The answer must be an exact copy of every entry, with no pictures in it.

####################

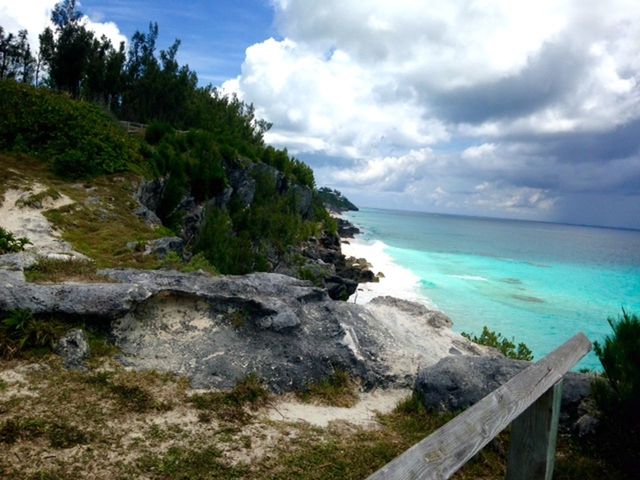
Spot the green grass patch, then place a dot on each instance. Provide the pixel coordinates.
(59, 434)
(55, 270)
(508, 347)
(197, 263)
(234, 406)
(10, 244)
(128, 392)
(192, 464)
(37, 200)
(337, 390)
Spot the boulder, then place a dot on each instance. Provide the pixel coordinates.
(346, 229)
(73, 347)
(161, 247)
(303, 198)
(217, 330)
(149, 193)
(457, 382)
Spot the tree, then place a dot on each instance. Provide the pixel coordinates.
(16, 61)
(67, 51)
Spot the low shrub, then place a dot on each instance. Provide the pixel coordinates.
(617, 394)
(21, 331)
(508, 347)
(337, 390)
(77, 137)
(10, 244)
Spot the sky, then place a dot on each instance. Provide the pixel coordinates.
(516, 109)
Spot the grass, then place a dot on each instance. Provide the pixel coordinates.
(145, 424)
(60, 434)
(337, 390)
(56, 270)
(234, 406)
(37, 200)
(100, 222)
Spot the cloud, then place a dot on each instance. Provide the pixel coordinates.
(539, 100)
(35, 15)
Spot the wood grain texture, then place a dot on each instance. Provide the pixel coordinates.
(444, 451)
(533, 438)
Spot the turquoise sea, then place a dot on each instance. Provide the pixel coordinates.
(539, 283)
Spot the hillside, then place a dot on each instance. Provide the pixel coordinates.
(334, 200)
(187, 193)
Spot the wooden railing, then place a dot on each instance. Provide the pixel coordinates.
(531, 400)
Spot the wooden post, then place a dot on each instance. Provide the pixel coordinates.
(533, 438)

####################

◆ **Result for this task**
Spot the green grass patch, then place a dot on each instance. Provide the pixel coordinates.
(59, 434)
(55, 270)
(508, 347)
(197, 263)
(234, 406)
(10, 244)
(128, 392)
(192, 464)
(37, 200)
(337, 390)
Spot the boulder, then place a dot on each instance. Provide the pixel coordinates.
(346, 229)
(73, 347)
(161, 247)
(303, 198)
(217, 330)
(149, 193)
(457, 382)
Spot the tree, then place a dot on each instance. Provide the pixel coordinates.
(16, 61)
(67, 51)
Spot the low shrub, then place a dot on each instance. Provide the pixel coordinates.
(617, 394)
(21, 331)
(508, 347)
(337, 390)
(77, 137)
(10, 244)
Spot the sky, then place a dot on each instance. Provide the pixel coordinates.
(516, 109)
Spot the grass, then place a dot on each instance. Provide the pixel coordinates.
(145, 424)
(60, 434)
(337, 390)
(56, 270)
(234, 406)
(37, 200)
(100, 222)
Spot the cloud, then place a dot on each instance. Provide the pixel coordinates.
(539, 100)
(35, 15)
Spot the wood grain texture, then place a dot on each instance. Provide the pixel coordinates.
(444, 451)
(533, 438)
Spot the turquoise sea, then place a dot on each instance. Provide the pixel coordinates.
(539, 283)
Spot the hillside, then place a dot on each instance. Provide the pixel coordinates.
(334, 200)
(187, 193)
Spot the wooden railing, then place a dot on each instance. Provide the pixel coordinates.
(531, 400)
Spot the wooden post, then place a dot on each instance. Provide the pixel coordinates.
(533, 438)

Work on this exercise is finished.